*CHECK YOUR UNDERSTANDING:*
a: According to the text on lithium-ion battery aging, why is the calendar aging of commercial cells with Si-graphite anodes critical for automotive applications? Answer in one to three sentences.
b: Extend the text on lithium-ion battery aging, starting after its final sentence.

*TEXT:*

Lithium-ion batteries have emerged as a key enabler for a sustainable energy system. Their wide applications in electrification of traffic and the storage of fluctuating renewable energy require more and more performance in terms of safety, lifetime, energy density, costs and so on. Recently, silicon-based materials have been widely introduced in the anode of commercial cells for electrical vehicles in order to increase their energy density. Surprisingly, while a substantial amount of research works focuses on cycle performance of half-cell with Si-based electrode, very few studies have investigated in details the calendar aging of commercial cells with Si-graphite anode. It is, however, critical for automotive applications since vehicles are often charged for a long period during parking.
In the present work, an extensive set of calendar aging tests and post-mortem analysis are carried out with NCA/Si-graphite 18650 cells manufactured by Sony. The impacts of state of charge (SoC), check-up frequency and charging strategy during the storage on the aging of cells are investigated. The resulted degradations are analysed by differential voltage, post-mortem analysis and a continuum aging model in order to assess the mechanisms of degradation and sudden death of cells.

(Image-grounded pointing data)
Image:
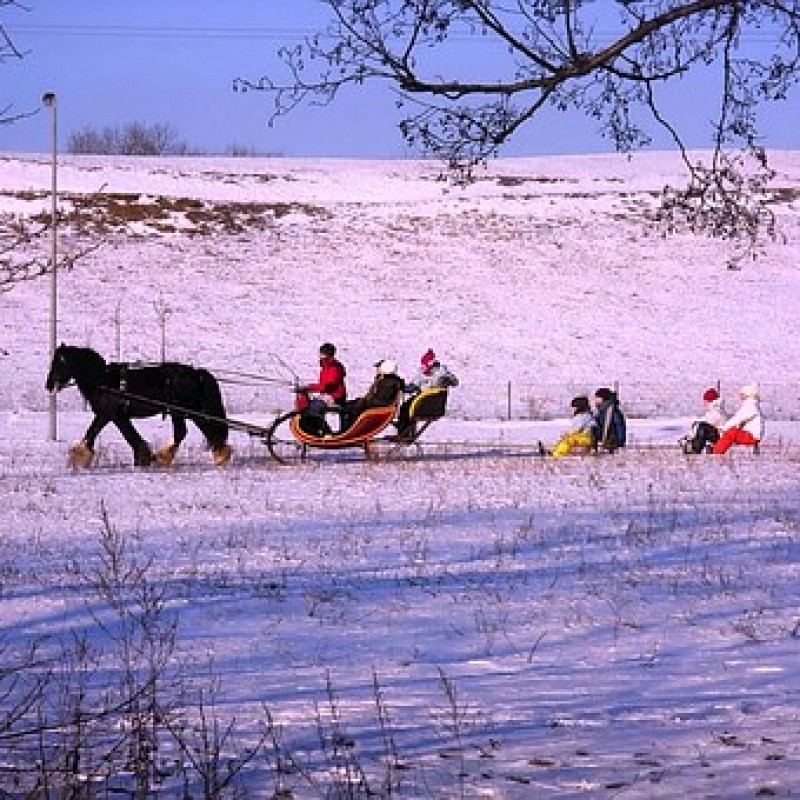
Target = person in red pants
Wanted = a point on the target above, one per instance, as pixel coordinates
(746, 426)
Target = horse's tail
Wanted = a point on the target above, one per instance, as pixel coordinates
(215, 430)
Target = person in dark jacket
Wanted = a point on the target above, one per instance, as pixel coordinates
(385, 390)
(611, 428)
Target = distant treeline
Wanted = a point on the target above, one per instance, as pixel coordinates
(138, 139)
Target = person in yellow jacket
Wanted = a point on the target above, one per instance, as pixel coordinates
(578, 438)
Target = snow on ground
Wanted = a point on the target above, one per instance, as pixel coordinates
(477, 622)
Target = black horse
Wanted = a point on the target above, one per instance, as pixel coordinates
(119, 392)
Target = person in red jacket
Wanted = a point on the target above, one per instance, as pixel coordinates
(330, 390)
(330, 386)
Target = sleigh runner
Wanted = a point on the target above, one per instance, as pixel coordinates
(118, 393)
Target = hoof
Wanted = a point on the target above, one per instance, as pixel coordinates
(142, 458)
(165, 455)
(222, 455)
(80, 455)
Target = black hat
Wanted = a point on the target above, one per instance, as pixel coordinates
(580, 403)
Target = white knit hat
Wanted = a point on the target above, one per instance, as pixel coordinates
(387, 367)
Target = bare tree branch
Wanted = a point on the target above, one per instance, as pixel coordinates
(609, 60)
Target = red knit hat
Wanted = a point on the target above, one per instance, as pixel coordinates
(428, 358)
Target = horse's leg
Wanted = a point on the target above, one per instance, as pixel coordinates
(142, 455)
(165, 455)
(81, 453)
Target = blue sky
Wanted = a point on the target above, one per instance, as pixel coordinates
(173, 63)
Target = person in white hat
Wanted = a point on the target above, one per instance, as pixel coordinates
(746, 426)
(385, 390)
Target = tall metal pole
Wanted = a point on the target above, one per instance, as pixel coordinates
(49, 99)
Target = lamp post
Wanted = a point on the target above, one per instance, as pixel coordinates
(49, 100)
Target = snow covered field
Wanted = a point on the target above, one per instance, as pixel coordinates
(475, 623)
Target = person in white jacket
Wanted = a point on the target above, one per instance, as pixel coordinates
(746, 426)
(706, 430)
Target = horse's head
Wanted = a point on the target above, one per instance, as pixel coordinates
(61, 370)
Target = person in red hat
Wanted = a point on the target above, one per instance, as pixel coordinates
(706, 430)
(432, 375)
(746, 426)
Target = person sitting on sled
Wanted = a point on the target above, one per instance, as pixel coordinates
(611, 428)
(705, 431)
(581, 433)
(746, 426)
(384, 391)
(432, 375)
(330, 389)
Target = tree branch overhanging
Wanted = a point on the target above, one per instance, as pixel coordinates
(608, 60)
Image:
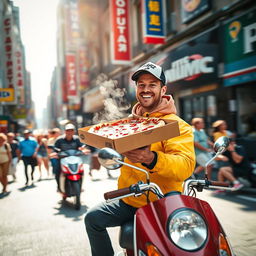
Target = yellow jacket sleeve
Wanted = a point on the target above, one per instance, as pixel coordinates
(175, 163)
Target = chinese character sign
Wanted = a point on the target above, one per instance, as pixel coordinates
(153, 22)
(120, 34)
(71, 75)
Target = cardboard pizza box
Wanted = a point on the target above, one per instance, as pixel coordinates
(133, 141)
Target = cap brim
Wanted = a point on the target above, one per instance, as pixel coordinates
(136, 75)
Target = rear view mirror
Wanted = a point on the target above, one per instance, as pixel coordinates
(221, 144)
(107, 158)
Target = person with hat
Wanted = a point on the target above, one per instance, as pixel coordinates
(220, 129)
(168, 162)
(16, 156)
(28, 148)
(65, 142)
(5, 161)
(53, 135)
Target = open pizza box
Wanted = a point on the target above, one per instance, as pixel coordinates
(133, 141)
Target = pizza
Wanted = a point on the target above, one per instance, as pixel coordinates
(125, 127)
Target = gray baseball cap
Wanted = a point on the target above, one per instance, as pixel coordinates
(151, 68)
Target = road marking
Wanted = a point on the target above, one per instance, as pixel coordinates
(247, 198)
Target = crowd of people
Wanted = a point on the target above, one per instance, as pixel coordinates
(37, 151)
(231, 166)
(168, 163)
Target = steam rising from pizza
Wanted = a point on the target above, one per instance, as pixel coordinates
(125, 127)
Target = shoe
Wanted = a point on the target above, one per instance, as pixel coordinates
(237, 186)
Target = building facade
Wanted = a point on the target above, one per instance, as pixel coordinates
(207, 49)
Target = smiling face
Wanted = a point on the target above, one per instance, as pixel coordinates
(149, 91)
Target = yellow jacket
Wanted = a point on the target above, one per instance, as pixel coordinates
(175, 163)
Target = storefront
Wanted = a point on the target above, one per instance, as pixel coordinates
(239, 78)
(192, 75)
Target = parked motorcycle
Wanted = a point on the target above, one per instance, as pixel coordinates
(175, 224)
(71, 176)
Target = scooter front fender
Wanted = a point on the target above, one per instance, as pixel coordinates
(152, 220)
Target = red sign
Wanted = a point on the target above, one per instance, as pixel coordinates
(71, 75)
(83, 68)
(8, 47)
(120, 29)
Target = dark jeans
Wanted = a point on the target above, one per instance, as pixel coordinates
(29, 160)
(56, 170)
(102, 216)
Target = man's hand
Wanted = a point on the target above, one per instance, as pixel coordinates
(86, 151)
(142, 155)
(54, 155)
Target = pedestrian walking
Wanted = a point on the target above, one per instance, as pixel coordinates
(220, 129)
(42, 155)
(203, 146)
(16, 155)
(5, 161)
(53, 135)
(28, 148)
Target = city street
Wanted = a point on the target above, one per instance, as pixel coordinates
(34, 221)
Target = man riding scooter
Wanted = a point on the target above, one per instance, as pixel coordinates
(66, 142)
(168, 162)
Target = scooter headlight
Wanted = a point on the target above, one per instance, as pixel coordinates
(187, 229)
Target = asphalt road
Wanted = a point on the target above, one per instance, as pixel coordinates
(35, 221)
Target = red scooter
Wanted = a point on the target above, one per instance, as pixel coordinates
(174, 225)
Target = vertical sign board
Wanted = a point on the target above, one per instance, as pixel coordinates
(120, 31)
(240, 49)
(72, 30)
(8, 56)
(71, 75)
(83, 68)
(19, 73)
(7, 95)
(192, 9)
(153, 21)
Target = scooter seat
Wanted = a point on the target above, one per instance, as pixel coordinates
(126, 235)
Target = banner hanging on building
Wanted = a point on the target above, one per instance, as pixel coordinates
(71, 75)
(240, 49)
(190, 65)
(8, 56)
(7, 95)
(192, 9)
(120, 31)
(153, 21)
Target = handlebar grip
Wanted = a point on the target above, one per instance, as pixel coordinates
...
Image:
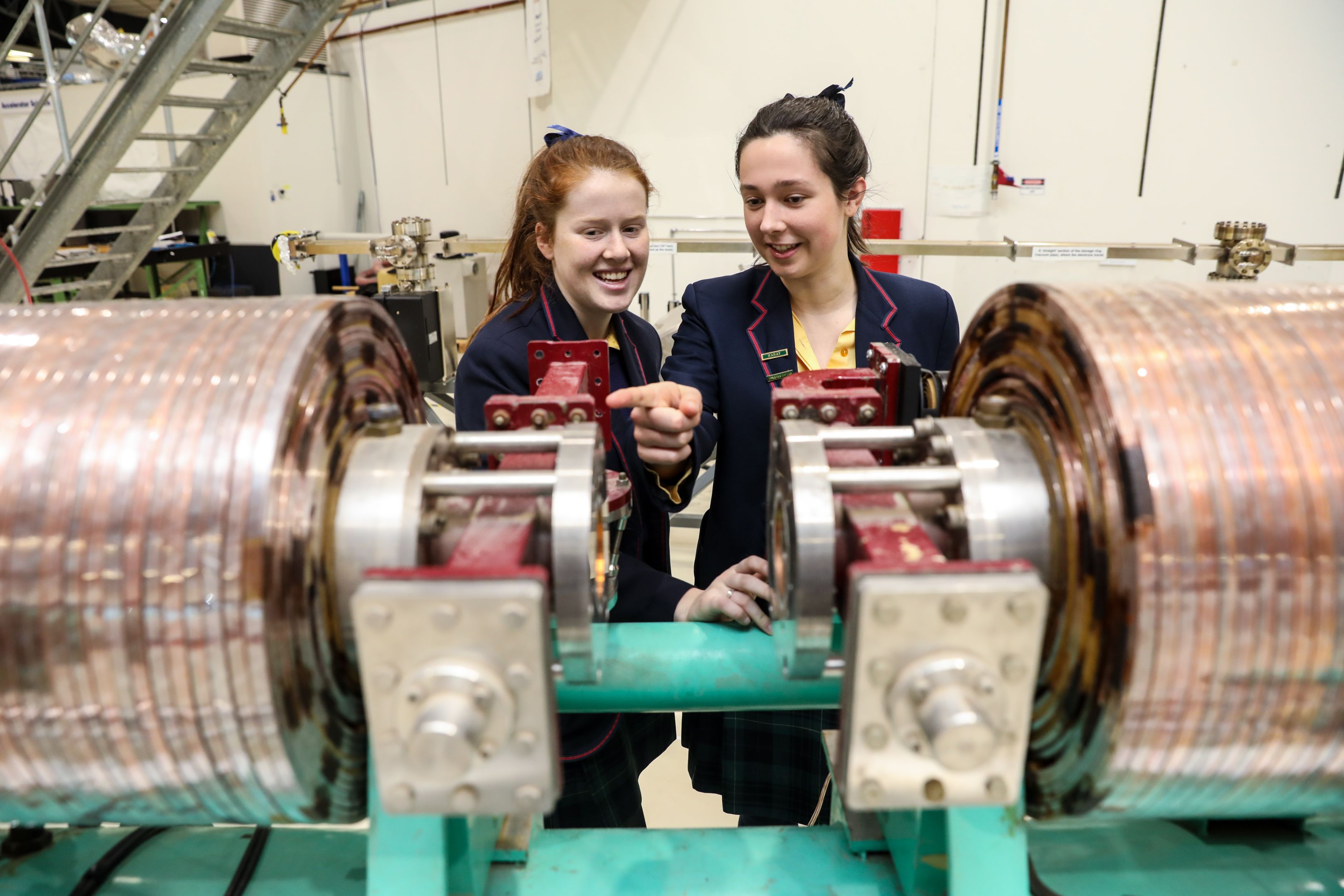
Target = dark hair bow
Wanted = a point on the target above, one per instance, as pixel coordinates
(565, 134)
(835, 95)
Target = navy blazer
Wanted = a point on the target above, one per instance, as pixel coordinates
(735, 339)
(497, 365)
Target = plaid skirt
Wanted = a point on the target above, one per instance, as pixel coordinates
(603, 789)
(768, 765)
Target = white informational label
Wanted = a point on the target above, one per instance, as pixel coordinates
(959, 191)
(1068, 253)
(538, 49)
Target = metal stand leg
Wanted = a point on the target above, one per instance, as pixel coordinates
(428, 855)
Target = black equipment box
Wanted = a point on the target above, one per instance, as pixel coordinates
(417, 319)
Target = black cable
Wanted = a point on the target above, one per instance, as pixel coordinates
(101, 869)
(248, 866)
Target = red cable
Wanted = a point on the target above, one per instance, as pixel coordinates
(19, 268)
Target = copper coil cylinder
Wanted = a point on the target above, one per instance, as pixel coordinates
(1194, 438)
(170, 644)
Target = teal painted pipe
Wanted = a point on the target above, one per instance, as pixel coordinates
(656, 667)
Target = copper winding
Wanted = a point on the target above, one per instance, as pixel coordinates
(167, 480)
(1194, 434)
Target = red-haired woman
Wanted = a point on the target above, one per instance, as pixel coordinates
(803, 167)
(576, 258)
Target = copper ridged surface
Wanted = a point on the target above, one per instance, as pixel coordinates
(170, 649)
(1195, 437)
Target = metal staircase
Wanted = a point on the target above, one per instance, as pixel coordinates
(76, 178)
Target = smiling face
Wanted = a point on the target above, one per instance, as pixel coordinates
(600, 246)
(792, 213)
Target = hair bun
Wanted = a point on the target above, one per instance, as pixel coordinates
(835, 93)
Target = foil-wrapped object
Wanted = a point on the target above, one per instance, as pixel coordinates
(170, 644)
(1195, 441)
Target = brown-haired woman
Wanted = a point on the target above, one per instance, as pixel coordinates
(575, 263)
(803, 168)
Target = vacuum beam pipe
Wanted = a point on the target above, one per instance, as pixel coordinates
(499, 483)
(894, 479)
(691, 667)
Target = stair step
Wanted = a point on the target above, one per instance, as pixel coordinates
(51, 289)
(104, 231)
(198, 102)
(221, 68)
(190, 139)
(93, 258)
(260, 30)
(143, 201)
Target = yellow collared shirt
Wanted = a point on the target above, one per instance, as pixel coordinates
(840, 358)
---
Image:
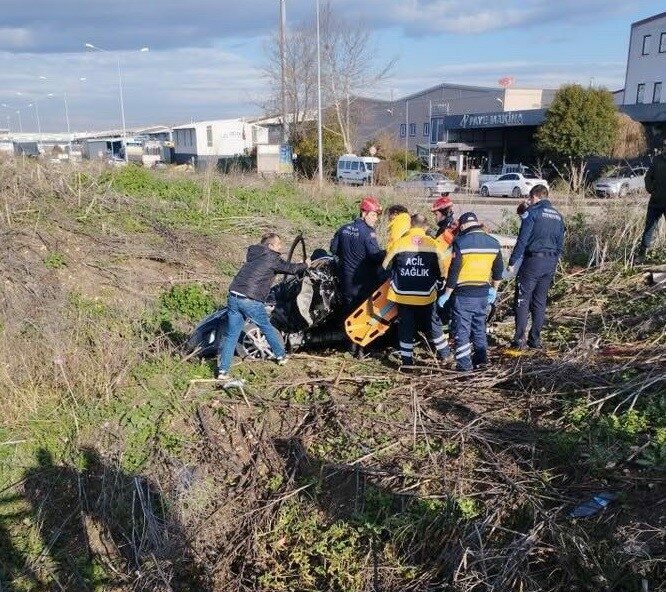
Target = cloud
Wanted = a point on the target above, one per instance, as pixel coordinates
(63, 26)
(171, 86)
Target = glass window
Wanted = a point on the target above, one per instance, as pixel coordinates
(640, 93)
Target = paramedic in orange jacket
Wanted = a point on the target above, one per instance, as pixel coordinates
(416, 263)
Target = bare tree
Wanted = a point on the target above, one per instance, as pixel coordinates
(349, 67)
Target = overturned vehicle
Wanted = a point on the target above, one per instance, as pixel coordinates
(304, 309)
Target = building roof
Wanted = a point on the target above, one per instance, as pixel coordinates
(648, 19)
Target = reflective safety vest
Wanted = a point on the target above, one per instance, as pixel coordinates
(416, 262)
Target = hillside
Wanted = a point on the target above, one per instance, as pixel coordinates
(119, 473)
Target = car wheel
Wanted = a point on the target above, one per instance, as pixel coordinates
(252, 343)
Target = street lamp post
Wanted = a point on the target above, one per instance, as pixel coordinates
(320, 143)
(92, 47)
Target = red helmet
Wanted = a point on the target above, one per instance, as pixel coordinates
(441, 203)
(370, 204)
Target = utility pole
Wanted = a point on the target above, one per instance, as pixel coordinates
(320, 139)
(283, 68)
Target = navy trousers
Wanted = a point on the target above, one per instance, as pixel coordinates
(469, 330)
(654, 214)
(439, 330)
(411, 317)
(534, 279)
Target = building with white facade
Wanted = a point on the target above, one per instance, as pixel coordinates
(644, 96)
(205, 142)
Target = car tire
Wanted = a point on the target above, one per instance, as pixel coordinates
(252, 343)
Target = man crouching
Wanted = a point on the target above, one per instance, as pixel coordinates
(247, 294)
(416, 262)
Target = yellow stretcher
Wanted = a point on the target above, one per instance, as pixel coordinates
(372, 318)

*RESULTS OF THE TASKS:*
a: It is critical because vehicles are often charged for a long period while they are parked.

b:
Our study shows a strong dependency of the cell degradation on storage SoC and check-up frequency. It also reveals a plateau region in which the capacity fade is independent from the SoC. Furthermore, cells stored at high temperature and high SoC failed very quickly due to the interruption by the CID (Current Interrupt Device) caused by an excessive pressure inside the cell. Post-mortem analysis of the most aged cells indicates prominent degradation of the anode and structural change of cathode active materials. These results are mainly explained by side reactions between electrolyte/additives and anode. The possible mechanisms and the influence of different factors are interprated and discussed under the light of modelling results.
The present study highlights that, cells with Si-graphite anode show different calendar aging behaviours from cells with graphite anode; they therefore require different design and operating strategies. Our findings provide hints to manufacturers of cells and BMS to improve the lifetime and safety of next-generation high-energy batteries.